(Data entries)
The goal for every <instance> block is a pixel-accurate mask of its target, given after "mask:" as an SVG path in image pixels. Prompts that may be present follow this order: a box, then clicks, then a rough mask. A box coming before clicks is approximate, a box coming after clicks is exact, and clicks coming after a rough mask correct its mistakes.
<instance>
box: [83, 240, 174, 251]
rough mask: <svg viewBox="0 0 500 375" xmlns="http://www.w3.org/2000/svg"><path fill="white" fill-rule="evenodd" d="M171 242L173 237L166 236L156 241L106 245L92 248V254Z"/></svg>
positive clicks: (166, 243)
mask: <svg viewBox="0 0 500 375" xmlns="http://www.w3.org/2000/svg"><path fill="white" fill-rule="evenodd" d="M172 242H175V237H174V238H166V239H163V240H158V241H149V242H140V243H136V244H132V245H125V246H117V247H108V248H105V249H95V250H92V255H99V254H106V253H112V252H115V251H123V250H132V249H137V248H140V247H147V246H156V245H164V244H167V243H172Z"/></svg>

» **Task details**
Reproduce the listing in full, swapping every occurrence of "rough mask" for "coarse mask" and leaving everything else unchanged.

» **Exercise response**
The goal for every <instance> block is a pixel-accurate mask of its target, given after "mask:" as an SVG path in image pixels. Prompts that may be present follow this order: a box, then clicks, then a coarse mask. A box coming before clicks is approximate, a box coming after clicks is exact, and clicks coming after a coarse mask correct its mistakes.
<instance>
box: [83, 240, 174, 251]
coarse mask: <svg viewBox="0 0 500 375" xmlns="http://www.w3.org/2000/svg"><path fill="white" fill-rule="evenodd" d="M171 242L173 237L166 236L156 241L106 245L92 248V254Z"/></svg>
positive clicks: (166, 243)
mask: <svg viewBox="0 0 500 375" xmlns="http://www.w3.org/2000/svg"><path fill="white" fill-rule="evenodd" d="M172 242H175V237H174V238H166V239H163V240H158V241H149V242H140V243H136V244H132V245H125V246H117V247H108V248H105V249H95V250H92V255H99V254H106V253H112V252H115V251H123V250H132V249H137V248H140V247H147V246H156V245H164V244H167V243H172Z"/></svg>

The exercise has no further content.